Actions to take —
A: In the follow-up issue, at most how many records does save_usage_counts update per query?
B: Using the follow-up issue, mark each statement as yes or no, and quote the words that decide it: (i) The worker was run locally against a PRD replica. (ii) The worker finished within a few seconds. (iii) Merge request !155001 was left unmerged.
C: Copy out the part of the follow-up issue from "1: A lot's of" to "(used_by_project_id > 0)".

==== Text passage ====

Follow-up from "Add worker to aggregate last 30-day catalog resource usage data"

Summary

The following discussion from !155001 (merged) should be addressed:

  • @ahegyi started a discussion: (+1 comment)

    @lma-git, thanks! I ran the worker locally with a PRD replica and waited until it finished (took a few minutes). Let me know if you want to see the invoked queries, I can send over the logs.

    I have two concerns which we can address as a follow up:

    1: A lot's of queries with distinct_each_batch, example:

      Ci::Catalog::Resources::Components::Usage Load (216.8ms)  
    
    SELECT "p_catalog_resource_component_usages"."used_by_project_id" 
    FROM "p_catalog_resource_component_usages" 
    WHERE "p_catalog_resource_component_usages"."catalog_resource_id" = 1001657 AND
     "p_catalog_resource_component_usages"."used_date" BETWEEN '2024-05-08' AND '2024-06-06' AND
     (used_by_project_id > 0) 
    ORDER BY "p_catalog_resource_component_usages"."used_by_project_id" ASC LIMIT 1 
    /*application:console,db_config_name:main,console_hostname:gitlab,console_username:ahegyi,line:/app/models/concerns/each_batch.rb:121:in `distinct_each_batch'*/

    We can implement some sort of preloader query which checks if there is one row for the given catalog_resource_id with the given filter parameters.

    2: save_usage_counts! inserts unbounded number of rows. We might want to add an extra condition to the Aggregator to stop after collected N usage counts. --> Already bounded. Currently, it updates at most 1000 records per query. It runs save_usage_counts once for each TARGET_BATCH_SIZE it yields.

Edited by Leaminn Ma

==== Data extract ====

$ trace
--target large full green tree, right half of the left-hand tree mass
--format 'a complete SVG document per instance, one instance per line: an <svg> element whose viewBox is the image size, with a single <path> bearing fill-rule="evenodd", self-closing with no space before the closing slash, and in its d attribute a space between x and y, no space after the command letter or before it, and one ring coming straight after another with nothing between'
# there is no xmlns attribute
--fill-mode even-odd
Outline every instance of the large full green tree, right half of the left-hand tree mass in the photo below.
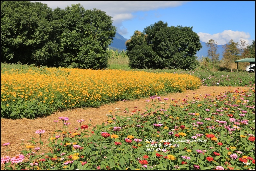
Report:
<svg viewBox="0 0 256 171"><path fill-rule="evenodd" d="M81 4L66 7L60 36L61 65L85 69L107 68L110 56L107 48L116 32L111 19L101 10L84 10Z"/></svg>

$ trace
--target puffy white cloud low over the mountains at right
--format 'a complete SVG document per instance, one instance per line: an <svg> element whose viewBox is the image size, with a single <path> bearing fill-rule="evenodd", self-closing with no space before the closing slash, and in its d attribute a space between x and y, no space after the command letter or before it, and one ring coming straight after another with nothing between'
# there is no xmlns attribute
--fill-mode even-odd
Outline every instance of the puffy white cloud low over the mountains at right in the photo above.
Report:
<svg viewBox="0 0 256 171"><path fill-rule="evenodd" d="M234 40L234 42L239 42L240 39L244 40L246 44L251 44L251 36L249 33L245 33L243 31L232 31L232 30L224 30L221 33L216 34L209 34L209 33L197 33L200 36L200 40L202 42L208 42L209 39L213 39L215 42L217 42L218 45L225 45L227 44L231 39Z"/></svg>

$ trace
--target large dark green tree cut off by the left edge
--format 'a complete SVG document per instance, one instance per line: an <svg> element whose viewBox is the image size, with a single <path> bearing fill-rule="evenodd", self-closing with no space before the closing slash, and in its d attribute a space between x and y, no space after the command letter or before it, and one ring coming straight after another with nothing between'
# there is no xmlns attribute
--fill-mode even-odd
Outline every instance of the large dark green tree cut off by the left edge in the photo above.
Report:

====

Responses by item number —
A: At most 1000 records per query.

B:
(i) Yes: "I ran the worker locally with a PRD replica"
(ii) No: "took a few minutes"
(iii) No: "!155001 (merged)"

C:
1: A lot's of queries with distinct_each_batch, example:

      Ci::Catalog::Resources::Components::Usage Load (216.8ms)  
    
    SELECT "p_catalog_resource_component_usages"."used_by_project_id" 
    FROM "p_catalog_resource_component_usages" 
    WHERE "p_catalog_resource_component_usages"."catalog_resource_id" = 1001657 AND
     "p_catalog_resource_component_usages"."used_date" BETWEEN '2024-05-08' AND '2024-06-06' AND
     (used_by_project_id > 0)